(Extracted data entries)
— START —
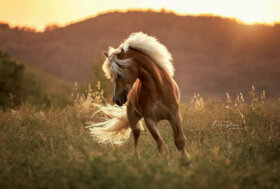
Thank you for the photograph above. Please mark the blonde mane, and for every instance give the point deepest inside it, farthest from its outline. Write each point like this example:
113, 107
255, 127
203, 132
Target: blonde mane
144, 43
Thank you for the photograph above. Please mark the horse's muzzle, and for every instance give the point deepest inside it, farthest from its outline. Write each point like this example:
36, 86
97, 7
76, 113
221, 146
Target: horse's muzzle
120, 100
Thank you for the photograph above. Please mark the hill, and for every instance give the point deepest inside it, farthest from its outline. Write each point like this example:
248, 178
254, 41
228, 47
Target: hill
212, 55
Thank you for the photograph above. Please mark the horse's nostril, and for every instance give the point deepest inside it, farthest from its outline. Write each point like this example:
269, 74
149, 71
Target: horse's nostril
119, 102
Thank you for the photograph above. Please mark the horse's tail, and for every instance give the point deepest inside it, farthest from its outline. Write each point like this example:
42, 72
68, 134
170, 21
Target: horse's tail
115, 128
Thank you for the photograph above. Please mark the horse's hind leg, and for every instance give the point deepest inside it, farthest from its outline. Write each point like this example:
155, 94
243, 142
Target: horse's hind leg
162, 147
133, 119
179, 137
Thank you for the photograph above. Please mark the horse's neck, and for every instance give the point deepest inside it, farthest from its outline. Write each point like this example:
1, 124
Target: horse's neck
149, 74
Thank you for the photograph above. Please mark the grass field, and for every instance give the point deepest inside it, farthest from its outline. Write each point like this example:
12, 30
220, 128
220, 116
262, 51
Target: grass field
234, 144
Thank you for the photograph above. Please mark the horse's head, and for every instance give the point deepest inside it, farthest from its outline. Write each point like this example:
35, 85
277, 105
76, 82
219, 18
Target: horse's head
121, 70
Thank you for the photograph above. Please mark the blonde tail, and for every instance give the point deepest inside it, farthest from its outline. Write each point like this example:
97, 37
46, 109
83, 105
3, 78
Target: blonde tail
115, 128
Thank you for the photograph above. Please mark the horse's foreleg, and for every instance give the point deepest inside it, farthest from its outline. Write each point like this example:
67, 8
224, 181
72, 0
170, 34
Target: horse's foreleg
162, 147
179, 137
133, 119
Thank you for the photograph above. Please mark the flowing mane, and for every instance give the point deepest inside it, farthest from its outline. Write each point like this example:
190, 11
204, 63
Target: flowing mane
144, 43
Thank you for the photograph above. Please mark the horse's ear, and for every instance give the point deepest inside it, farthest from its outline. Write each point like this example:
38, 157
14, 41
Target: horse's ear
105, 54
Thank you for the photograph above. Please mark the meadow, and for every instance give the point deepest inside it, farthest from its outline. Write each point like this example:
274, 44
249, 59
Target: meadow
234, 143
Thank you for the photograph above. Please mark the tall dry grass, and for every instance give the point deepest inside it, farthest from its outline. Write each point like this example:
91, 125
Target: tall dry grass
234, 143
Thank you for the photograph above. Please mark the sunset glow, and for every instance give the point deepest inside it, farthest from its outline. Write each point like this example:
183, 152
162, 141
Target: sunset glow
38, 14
— END —
▶ **Given request**
Please reproduce the records from the line containing "Thank you for the photograph above. Please mark the sunset" through the end of the records, both ends included, keeping every line unchanged.

▶ **Exercise result**
Thank you for the photograph above. Please mark the sunset glow, and for every instance give the point deepest inside it, farthest from its outline. Write each point like this example:
183, 152
162, 141
Target: sunset glow
38, 14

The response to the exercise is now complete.